• Job:
Copy out the records word for word, starting at the line that contains "Target: sky" and ending at the last line of the records, with both of those lines included.

● ● ● ●

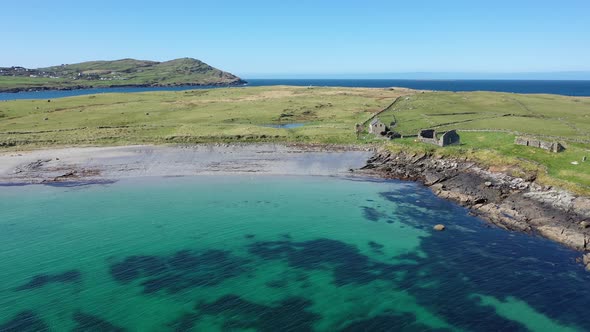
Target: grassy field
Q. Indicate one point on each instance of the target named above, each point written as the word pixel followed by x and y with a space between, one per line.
pixel 216 115
pixel 487 122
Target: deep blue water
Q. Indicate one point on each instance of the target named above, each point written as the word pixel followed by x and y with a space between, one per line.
pixel 272 253
pixel 560 87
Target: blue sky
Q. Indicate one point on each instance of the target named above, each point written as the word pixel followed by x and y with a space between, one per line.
pixel 306 38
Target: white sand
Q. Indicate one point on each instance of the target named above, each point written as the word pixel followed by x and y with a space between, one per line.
pixel 112 163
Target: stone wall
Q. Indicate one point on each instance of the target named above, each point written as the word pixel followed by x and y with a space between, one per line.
pixel 545 145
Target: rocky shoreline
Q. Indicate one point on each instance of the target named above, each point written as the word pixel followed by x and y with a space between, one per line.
pixel 510 202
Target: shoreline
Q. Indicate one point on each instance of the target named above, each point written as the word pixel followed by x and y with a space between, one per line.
pixel 96 164
pixel 87 87
pixel 509 202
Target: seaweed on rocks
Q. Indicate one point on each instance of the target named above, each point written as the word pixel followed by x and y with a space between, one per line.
pixel 40 280
pixel 25 321
pixel 90 323
pixel 182 270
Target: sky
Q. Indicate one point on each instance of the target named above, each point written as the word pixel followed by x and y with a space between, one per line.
pixel 301 38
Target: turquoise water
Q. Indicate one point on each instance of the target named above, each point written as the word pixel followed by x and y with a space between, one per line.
pixel 272 254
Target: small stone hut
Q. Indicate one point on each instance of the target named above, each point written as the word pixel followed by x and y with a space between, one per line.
pixel 428 136
pixel 448 138
pixel 549 146
pixel 376 127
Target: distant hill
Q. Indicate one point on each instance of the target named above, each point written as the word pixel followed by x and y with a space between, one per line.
pixel 125 72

● ● ● ●

• Completed task:
Target: sky
Q. Indicate one point on each instance of the target named above, each point written as the word pixel followed by x and y with a space between, one per line.
pixel 301 38
Target: turquoise water
Q. Indicate one point on each instance of the target named above, each point written as the word pixel followed by x and y with a space between, one per line.
pixel 272 254
Target: small stone hut
Q. Indicate one point on each instance of the target named above, each point written as the word pixel followed by x and y with a space between, one per line.
pixel 428 136
pixel 448 138
pixel 549 146
pixel 376 127
Target: distant hill
Q. Indicate one point on each instance of the target named above, each point written as the word pixel followed by x and y with a space between, one per line.
pixel 125 72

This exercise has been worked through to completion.